Teks Sumber =>
┄┄┄┄┄┄┄┄┄┄

Jakarta Listrik akan naik, juga Bahan Bakar Minyak (BBM). Itu setelah gaji pegawai negeri naik yang mengkatrol beberapa barang ikut menyesuaikan harga. Satu komponen saja naik rakyat sudah sekarat. Ini dua-duanya. Jika ingin rakyat semakin sengsara, jangan tunggu lama untuk menaikkan keduanya. Serempak!
Hampir pasti bulan-bulan ini kegoncangan bakal melanda negeri ini. Mungkin bukan hanya dalam bentuk unjuk rasa, tetapi juga pada olah-rasa. Ngudoroso. Mengeluh, stres, tertekan, yang bagi masyarakat bawah hanya bisa disiasati dengan cara menarik nafas panjang. Sebagai katarsis atas ketidakberdayaan. Itu karena ongkos hidup bakal menaik tajam.
Kenaikan harga BBM, juga Tarif Daftar Listrik (TDL) memang pemicunya. Sinyal kuat telah diutarakan pemerintah. Kenaikan BBM ancang-ancang di kisaran Rp 1.000 hingga Rp 2.000, sedang untuk listrik bertahap menuju sepuluh persen.
Bagi keluarga, kaya atau miskin, itu artinya biaya rumah-tangga harus ditambah. Yang kaya mungkin biasa-biasa saja. Yang semula cukup akan tekor dan harus cari tambahan. Sedang yang kurang, perlu kepintaran akrobatik untuk tutup lubang gali lubang.
Akrobat hidup itu sebenarnya sudah menjadi 'tradisi' rakyat kecil. Utang, nyelang, kadang ngemplang merupakan bagian dari dinamika hidup mereka. Rutin. Zaman boleh berganti, dari penjajahan, nasionalisme bangkit, reformasi dibolak-balik, sampai orde yang odenya buat asing, hidup rakyat jelata tetap linier. Miskin dan papa.
Kemiskinan itu sepertinya laten. Rekor miskin paling tinggi dipegang petani. Lahan sempit yang dimiliki dituding penyebab mereka miskin. Itu sebab, rencana yang terus-menerus direncanakan pemerintah, memberi lahan pada mereka, melalui reformasi agraria, yang lagi-lagi, entah kapan realisasinya.
Kemiskinan rakyat itu memang selalu hanya menjadi wacana. Program SBY pro growth, pro job, pro poor, dan pro green, hanya nyantol di awal dan akhir. Itu karena negeri ini menjadi pasar produk-produk asing, dan ditekan asing pula agar tetap 'menghijau' di tengah perusakan lingkungan di berbagai belahan dunia yang lain.
Salah satu contoh adalah Norwegia memberi hibah 1 miliar USD pada negeri ini. Mereka memilih itu ketimbang mengurangi operasional pabrik-pabriknya yang mencemari bumi. Ini hanya kurang dari sepuluh persen keuntungan sepekan. Dan di negeri ini lahirlah moratorium hutan, yang dipaksa-paksa agar berlaku seumur-umur.

┄┄┄┄┄┄┄┄┄┄

Ketentuan Soal =>
Menurut teks sumber, berapa kisaran kenaikan harga BBM yang menjadi ancang-ancang pemerintah?

┄┄┄┄┄┄┄┄┄┄

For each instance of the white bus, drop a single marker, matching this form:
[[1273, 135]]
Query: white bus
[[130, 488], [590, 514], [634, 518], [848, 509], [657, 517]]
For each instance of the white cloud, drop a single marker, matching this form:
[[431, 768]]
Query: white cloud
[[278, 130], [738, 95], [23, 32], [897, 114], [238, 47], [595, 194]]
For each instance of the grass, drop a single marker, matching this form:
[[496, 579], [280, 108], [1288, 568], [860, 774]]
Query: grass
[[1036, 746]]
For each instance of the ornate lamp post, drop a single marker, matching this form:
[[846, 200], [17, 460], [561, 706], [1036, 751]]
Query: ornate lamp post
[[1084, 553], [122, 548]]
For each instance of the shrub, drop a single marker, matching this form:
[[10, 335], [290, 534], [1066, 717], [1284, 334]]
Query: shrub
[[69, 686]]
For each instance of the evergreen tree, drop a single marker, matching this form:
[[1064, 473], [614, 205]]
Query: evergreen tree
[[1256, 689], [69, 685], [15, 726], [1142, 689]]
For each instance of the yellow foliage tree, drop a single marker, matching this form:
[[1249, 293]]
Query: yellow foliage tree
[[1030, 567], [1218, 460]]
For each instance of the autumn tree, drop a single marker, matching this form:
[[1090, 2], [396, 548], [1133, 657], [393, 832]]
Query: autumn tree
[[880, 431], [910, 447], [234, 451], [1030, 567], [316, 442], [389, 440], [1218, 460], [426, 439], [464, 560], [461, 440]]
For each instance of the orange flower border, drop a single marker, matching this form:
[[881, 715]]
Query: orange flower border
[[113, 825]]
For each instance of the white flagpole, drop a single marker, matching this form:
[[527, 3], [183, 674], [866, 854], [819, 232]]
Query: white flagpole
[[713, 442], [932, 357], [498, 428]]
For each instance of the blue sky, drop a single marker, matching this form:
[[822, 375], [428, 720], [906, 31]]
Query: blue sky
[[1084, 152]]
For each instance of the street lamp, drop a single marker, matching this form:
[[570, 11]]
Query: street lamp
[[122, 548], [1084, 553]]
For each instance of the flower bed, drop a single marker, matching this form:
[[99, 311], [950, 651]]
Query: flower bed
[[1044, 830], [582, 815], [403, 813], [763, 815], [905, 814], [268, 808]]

┄┄┄┄┄┄┄┄┄┄

Jawaban Lengkap =>
Kisaran Rp 1.000 hingga Rp 2.000.